EXERCISE TASK :: Copy the note on guaranteed atomic memory operations in x86 processors word for word, from its first sentence through its last.

SOURCE EXCERPT ::
+++
This recommendation is architecture-specific. It is true for x86 & x86_64 (in a low-level programming). You should also check that compiler don't reorder your code. You can use "compiler memory barrier" for that.

Low-level atomic read and writes for x86 is described in Intel Reference manuals "The Intel® 64 and IA-32 Architectures Software Developer’s Manual" Volume 3A ( http://www.intel.com/Assets/PDF/manual/253668.pdf) , section 8.1.1

8.1.1 Guaranteed Atomic Operations

The Intel486 processor (and newer processors since) guarantees that the following basic memory operations will always be carried out atomically:

  • Reading or writing a byte
  • Reading or writing a word aligned on a 16-bit boundary
  • Reading or writing a doubleword aligned on a 32-bit boundary

The Pentium processor (and newer processors since) guarantees that the following additional memory operations will always be carried out atomically:

  • Reading or writing a quadword aligned on a 64-bit boundary
  • 16-bit accesses to uncached memory locations that fit within a 32-bit data bus

The P6 family processors (and newer processors since) guarantee that the following additional memory operation will always be carried out atomically:

  • Unaligned 16-, 32-, and 64-bit accesses to cached memory that fit within a cache line

This document also have more description of atomically for newer processors like Core2. Not all unaligned operations will be atomic.
+++
MATERIAL ::
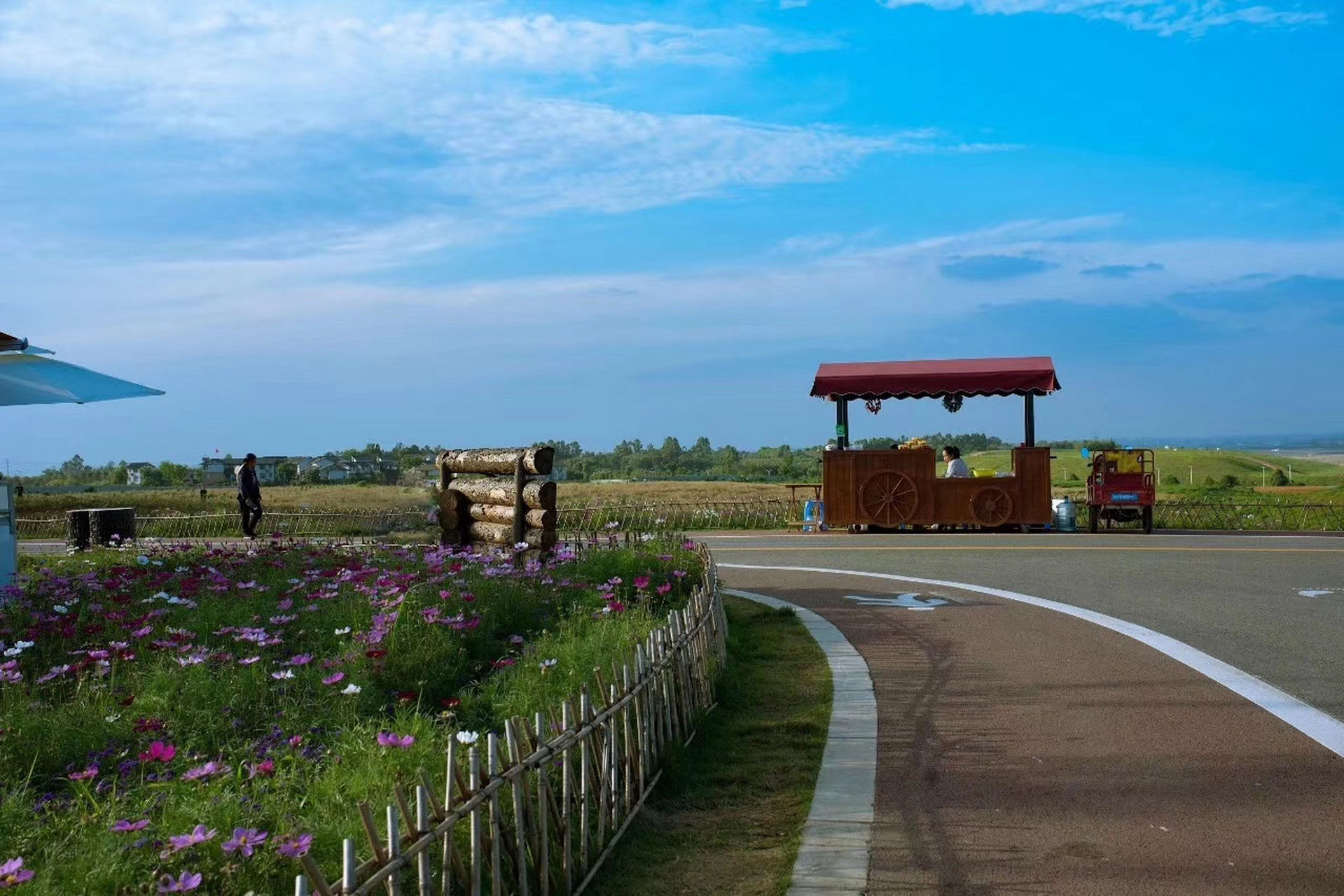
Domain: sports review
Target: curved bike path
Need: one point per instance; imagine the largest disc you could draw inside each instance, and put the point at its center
+++
REPLY TO THE TASK ::
This recommendation is architecture-specific. It is true for x86 & x86_64 (in a low-level programming). You should also check that compiler don't reorder your code. You can use "compiler memory barrier" for that.

Low-level atomic read and writes for x86 is described in Intel Reference manuals "The Intel® 64 and IA-32 Architectures Software Developer’s Manual" Volume 3A ( http://www.intel.com/Assets/PDF/manual/253668.pdf) , section 8.1.1

8.1.1 Guaranteed Atomic Operations

The Intel486 processor (and newer processors since) guarantees that the following basic memory operations will always be carried out atomically:

  • Reading or writing a byte
  • Reading or writing a word aligned on a 16-bit boundary
  • Reading or writing a doubleword aligned on a 32-bit boundary

The Pentium processor (and newer processors since) guarantees that the following additional memory operations will always be carried out atomically:

  • Reading or writing a quadword aligned on a 64-bit boundary
  • 16-bit accesses to uncached memory locations that fit within a 32-bit data bus

The P6 family processors (and newer processors since) guarantee that the following additional memory operation will always be carried out atomically:

  • Unaligned 16-, 32-, and 64-bit accesses to cached memory that fit within a cache line

This document also have more description of atomically for newer processors like Core2. Not all unaligned operations will be atomic.